(Point localization data)
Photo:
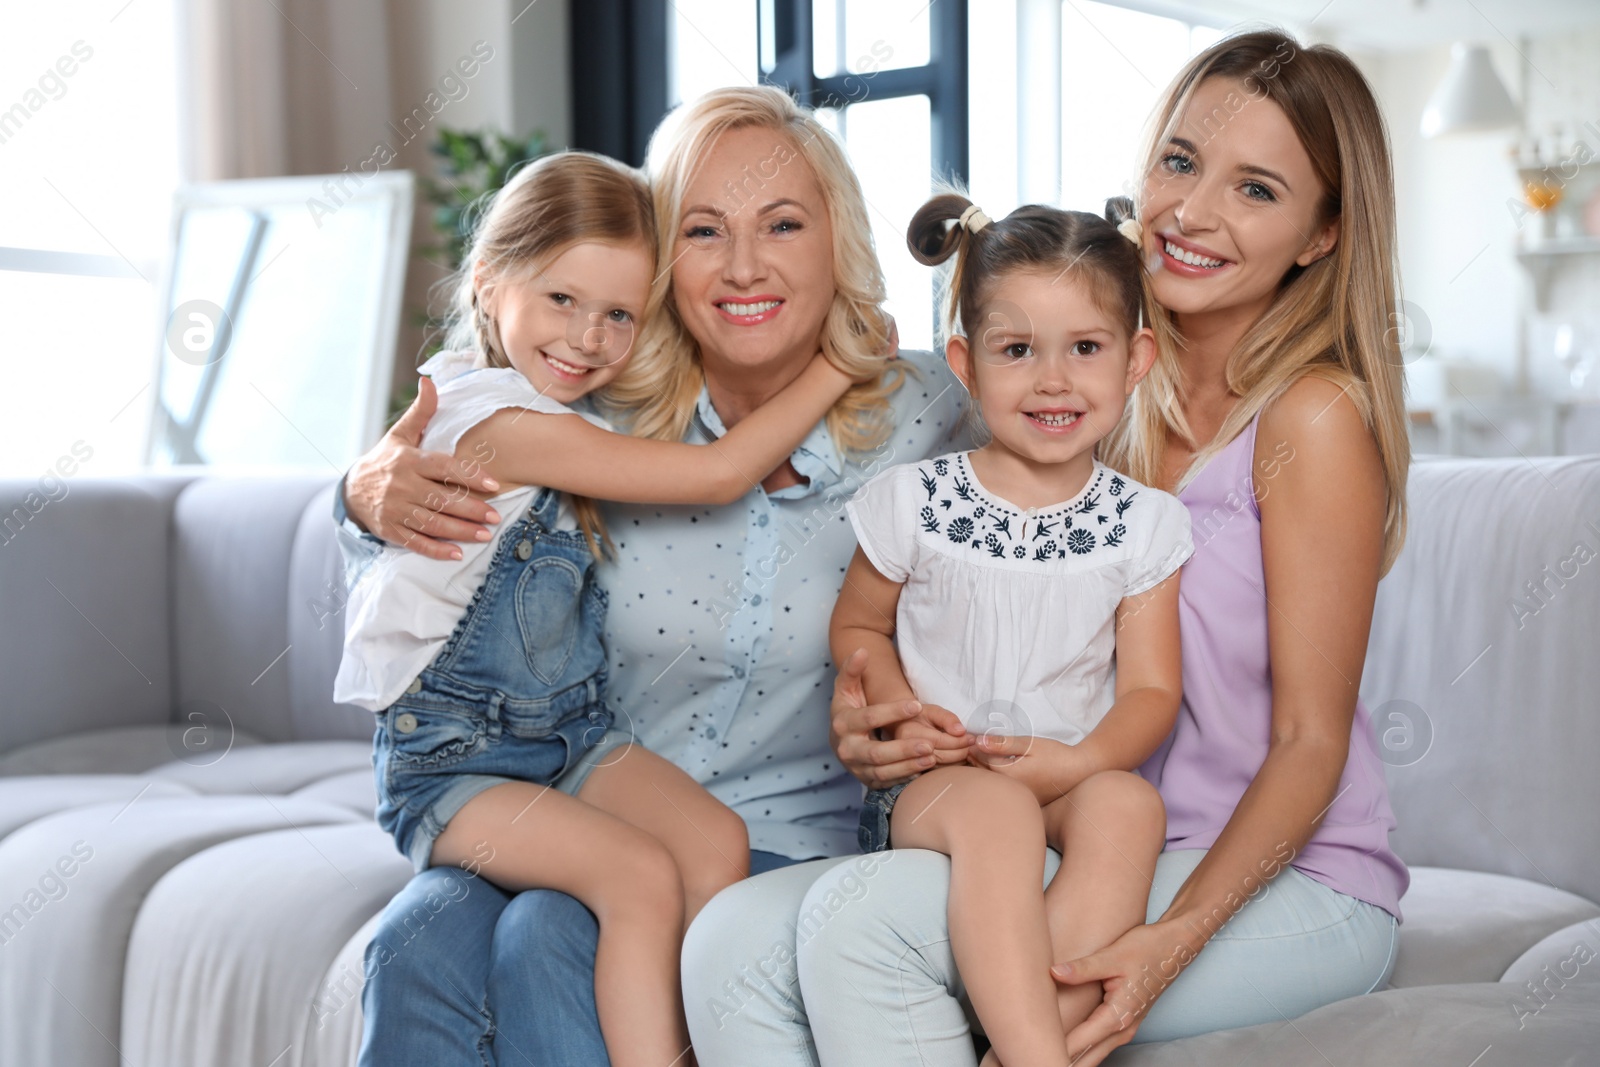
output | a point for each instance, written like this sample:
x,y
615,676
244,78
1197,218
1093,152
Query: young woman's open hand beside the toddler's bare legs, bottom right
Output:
...
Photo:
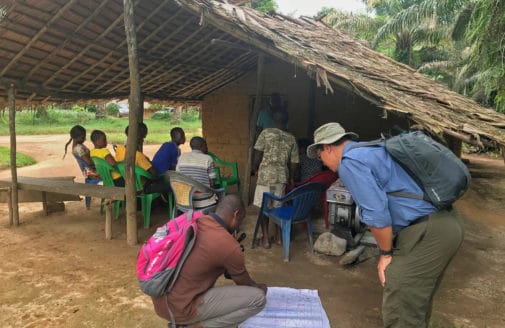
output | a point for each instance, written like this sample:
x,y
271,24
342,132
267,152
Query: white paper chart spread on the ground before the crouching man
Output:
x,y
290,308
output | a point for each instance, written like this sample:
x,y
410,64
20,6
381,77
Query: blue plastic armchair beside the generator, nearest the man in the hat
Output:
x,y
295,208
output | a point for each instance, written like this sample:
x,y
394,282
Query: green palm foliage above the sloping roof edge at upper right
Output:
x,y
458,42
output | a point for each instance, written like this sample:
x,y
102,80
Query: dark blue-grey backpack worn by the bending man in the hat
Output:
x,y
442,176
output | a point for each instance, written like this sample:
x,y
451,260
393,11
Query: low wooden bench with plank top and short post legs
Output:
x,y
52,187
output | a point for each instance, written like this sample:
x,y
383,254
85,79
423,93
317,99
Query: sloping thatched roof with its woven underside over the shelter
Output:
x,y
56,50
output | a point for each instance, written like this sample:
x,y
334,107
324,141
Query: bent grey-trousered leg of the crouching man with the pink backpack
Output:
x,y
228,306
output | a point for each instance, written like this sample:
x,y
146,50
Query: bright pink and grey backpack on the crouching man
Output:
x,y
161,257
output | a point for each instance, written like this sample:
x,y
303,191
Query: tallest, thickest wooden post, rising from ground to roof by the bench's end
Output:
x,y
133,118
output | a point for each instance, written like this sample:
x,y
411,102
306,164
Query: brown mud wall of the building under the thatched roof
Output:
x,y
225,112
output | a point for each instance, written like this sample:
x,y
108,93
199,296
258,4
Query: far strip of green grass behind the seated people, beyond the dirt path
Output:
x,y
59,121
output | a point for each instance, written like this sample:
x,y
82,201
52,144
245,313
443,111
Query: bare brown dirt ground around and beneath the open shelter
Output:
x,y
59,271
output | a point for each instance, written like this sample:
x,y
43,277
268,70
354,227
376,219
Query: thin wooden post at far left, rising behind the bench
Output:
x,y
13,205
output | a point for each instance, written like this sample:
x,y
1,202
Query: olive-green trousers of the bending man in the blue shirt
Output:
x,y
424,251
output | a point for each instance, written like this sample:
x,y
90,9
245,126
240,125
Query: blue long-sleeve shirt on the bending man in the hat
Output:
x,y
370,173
...
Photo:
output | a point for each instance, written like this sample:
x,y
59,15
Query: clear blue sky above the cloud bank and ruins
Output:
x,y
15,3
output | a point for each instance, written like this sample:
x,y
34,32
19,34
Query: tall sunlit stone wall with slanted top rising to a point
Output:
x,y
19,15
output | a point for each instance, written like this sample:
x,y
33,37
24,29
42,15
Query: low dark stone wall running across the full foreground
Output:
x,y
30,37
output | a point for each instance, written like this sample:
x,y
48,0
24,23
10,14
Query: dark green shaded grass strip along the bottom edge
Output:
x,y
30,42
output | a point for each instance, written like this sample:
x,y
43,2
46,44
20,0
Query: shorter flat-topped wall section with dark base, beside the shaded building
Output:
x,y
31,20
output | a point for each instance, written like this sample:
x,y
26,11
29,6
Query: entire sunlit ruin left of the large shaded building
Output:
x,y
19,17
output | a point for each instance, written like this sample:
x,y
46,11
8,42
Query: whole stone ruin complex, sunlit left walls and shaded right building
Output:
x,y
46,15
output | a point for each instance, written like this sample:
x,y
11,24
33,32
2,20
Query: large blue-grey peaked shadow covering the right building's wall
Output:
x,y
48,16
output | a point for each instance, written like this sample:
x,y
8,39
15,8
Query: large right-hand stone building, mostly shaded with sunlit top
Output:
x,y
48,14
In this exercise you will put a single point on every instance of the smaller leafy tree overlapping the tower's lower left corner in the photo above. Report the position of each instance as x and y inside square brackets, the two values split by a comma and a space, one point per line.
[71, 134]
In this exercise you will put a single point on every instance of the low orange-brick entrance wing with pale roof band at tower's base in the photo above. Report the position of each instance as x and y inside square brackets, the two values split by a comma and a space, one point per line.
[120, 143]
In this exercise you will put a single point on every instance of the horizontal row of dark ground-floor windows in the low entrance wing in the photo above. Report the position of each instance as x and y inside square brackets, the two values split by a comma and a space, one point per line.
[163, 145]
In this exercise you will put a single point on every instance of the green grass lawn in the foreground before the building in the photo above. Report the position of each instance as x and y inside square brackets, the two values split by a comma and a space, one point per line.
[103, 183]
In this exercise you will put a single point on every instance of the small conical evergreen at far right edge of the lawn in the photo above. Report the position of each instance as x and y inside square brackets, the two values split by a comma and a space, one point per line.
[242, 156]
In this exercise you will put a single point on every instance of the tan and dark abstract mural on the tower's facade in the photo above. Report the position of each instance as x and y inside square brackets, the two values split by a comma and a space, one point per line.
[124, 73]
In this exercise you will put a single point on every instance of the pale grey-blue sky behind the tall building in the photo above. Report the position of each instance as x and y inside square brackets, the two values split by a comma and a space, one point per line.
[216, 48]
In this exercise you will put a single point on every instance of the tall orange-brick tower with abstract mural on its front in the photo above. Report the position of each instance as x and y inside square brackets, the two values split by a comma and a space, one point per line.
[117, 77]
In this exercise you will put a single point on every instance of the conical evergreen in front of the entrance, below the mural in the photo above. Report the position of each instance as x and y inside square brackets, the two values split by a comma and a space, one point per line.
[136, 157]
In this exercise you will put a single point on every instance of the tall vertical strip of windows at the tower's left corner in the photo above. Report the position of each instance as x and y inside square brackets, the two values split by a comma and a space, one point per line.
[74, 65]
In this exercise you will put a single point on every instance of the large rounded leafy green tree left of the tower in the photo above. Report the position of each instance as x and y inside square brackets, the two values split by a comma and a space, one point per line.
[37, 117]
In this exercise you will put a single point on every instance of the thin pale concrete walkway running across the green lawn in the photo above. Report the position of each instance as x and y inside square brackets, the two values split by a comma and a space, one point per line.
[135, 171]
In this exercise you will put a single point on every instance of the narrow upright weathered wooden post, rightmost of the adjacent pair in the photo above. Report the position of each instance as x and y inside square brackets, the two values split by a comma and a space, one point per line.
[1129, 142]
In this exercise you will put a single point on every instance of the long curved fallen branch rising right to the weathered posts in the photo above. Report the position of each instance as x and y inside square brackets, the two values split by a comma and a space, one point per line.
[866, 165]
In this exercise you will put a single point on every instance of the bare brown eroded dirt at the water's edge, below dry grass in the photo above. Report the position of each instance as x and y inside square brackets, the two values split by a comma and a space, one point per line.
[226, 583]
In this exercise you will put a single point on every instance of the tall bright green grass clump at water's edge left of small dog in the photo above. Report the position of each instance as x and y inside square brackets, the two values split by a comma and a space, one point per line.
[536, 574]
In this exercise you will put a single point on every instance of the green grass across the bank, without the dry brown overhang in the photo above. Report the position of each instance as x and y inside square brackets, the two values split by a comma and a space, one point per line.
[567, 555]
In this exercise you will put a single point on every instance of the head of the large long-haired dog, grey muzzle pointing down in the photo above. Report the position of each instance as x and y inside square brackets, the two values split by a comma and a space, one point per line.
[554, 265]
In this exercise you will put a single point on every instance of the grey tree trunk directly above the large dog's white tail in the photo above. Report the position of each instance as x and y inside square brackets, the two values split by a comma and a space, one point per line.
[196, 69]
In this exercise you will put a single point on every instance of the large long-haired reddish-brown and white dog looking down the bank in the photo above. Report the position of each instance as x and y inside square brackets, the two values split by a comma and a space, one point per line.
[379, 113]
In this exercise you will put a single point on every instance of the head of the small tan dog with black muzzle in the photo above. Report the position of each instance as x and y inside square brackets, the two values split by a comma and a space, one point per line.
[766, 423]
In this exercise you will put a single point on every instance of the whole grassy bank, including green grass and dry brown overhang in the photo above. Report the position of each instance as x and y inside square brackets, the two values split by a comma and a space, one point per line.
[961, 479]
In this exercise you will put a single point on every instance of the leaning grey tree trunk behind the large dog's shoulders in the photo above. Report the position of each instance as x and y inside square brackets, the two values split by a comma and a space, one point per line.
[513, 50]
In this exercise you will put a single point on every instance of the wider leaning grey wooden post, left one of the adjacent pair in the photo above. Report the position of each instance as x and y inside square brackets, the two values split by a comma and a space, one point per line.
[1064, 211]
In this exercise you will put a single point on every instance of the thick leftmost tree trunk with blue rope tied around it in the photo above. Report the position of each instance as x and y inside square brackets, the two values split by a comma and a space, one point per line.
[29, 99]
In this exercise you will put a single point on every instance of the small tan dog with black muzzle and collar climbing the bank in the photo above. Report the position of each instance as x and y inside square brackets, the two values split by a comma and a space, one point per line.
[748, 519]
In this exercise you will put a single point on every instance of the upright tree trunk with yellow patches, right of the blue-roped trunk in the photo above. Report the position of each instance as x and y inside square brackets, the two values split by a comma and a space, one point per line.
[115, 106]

TASK INSTRUCTIONS →
Show all lines above holding "thatched".

WRITTEN SOLUTION →
Query: sloping thatched roof with its woven underside over the shelter
Query: brown mud wall of the building under the thatched roof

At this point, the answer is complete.